**TASK TO CARRY OUT:**
Work through the data line by line, gathering every line that has the word "bare".

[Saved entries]
════════════════
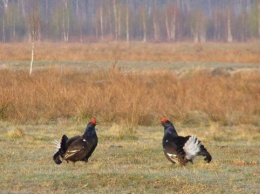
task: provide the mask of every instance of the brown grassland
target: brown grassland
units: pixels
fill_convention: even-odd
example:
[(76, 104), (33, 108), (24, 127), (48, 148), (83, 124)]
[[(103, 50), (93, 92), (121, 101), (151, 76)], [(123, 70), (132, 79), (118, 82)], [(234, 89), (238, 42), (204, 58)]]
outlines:
[[(258, 193), (260, 44), (0, 44), (0, 192)], [(88, 164), (56, 165), (54, 139), (98, 120)], [(162, 152), (162, 117), (213, 156)]]
[[(258, 63), (260, 47), (252, 43), (38, 43), (38, 61), (158, 61)], [(0, 44), (1, 61), (30, 60), (28, 43)]]

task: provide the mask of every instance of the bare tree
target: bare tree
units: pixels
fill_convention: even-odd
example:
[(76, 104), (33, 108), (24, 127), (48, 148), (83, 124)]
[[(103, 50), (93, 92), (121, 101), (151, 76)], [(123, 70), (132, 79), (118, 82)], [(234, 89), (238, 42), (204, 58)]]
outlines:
════════════════
**EXERCISE RESPONSE:**
task: provide the mask of every instance of the bare tree
target: bare tree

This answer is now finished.